KUMPULAN SOAL:
[1] Jawab pertanyaan berikut berdasarkan berita tentang Covid-19 di Brasil.
(a) Berapa kematian baru akibat Covid-19 yang dicatat Brasil pada hari Minggu (11/4)?
(b) Setelah tambahan itu, berapa total kematian akibat Covid-19 di Brasil?
(c) Lembaga apa yang menguji dan sekarang memproduksi vaksin CoronaVac?
[2] Sambung berita tentang Covid-19 di Brasil mulai setelah kalimat terakhirnya.

TEKS BACAAN:
***

Sumber: Reuters | Editor: Anna Suci Perwitasari
KONTAN.CO.ID - SAO PAULO. Brasil mencatat 1.803 kematian baru akibat virus corona (Covid-19) pada hari Minggu (11/4). Di saat yang sama, hasil penelitian anyar menemukan bahwa vaksin asal China yang dikembangkan secara lokal di Brasil memiliki 50,7% efektif melawan varian baru yang mulai menyebar di dalam negeri yang dikenal sebagai P1.
Kementerian Kesehatan Brasil mengumumkan, dengan tambahan angka kematian baru maka Brasil telah mencatatkan lebih dari 353.000 kematian akibat Covid-19. Ini adalah jumlah terbesar di kawasan Amerika Latin dan kedua tertinggi di dunia, setelah Amerika Serikat (AS).
Di saat yang sama, Brasil juga mengumumkan ada 37.000 kasus Covid-19 baru. Wabah baru-baru ini mencapai fase paling parah karena kurangnya pembatasan dari pemerintah federal, peluncuran vaksin yang tidak merata, dan munculnya varian P1 yang lebih menular.
Institut biomedis Butantan Sao Paulo, yang menguji dan sekarang memproduksi vaksin CoronaVac yang dikembangkan oleh China Sinovac Biotech Ltd, mengatakan pada hari Minggu sebuah studi yang dilakukan menemukan suntikan dari vaksin itu memiliki tingkat kemanjuran 50,7% terhadap varian P1, dan jenis yang kurang dikenal luas sebagai P2.

***

Baris dataset:
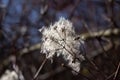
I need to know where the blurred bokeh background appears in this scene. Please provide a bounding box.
[0,0,120,80]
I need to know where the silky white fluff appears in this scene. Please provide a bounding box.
[39,18,84,72]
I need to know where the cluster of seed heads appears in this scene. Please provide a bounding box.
[39,18,84,72]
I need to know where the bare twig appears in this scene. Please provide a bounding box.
[113,62,120,80]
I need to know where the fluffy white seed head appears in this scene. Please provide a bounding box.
[39,18,84,72]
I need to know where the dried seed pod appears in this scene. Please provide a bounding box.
[41,18,84,72]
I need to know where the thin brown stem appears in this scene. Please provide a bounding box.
[33,58,47,80]
[113,62,120,80]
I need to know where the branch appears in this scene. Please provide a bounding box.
[19,28,120,58]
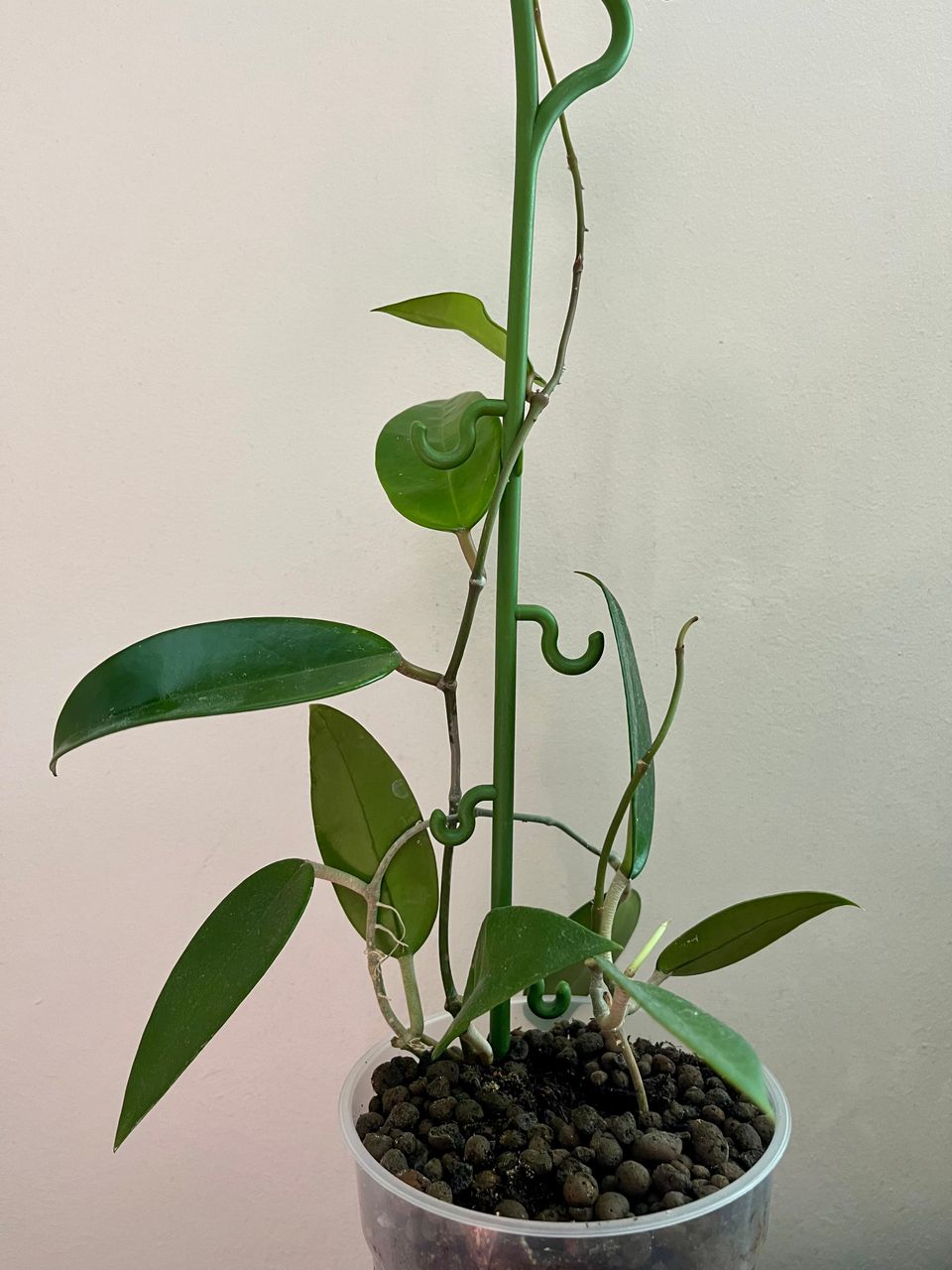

***

JAWABAN SOAL:
[1]
(a) 1.803 kematian.
(b) Lebih dari 353.000 kematian.
(c) Institut biomedis Butantan Sao Paulo.

[2]
Baca Juga: Virus Eek, varian corona yang masih mengancam orang sudah divaksin
Presiden Brasil Jair Bolsonaro, yang skeptis vaksin telah mendapat kecaman karena penanganannya terhadap wabah virus corona. Awalnya dia mengatakan pemerintahnya tidak akan membeli vaksin Sinovac, tetapi kemudian berbalik ketika pemerintahnya berjuang untuk mengamankan pasokan.
Sejak itu, vaksin Covid-19 asal China tersebut telah menjadi vaksin yang paling banyak digunakan di Brasil.
Butantan mengatakan, jika dosis kedua ditunda lebih dari dua minggu, kemanjuran dari vaksin Covid-19 ini meningkat menjadi 62,3%. Vaksin tersebut memiliki kemanjuran antara 83,7% dan 100% dalam mencegah mereka yang terinfeksi membutuhkan bantuan medis, kata perusahaan tersebut.
Penelitian yang telah dikirim ke jurnal medis The Lancet untuk dipublikasikan, menguji 12.400 sukarelawan di seluruh Brasil untuk mendapatkan hasil tersebut.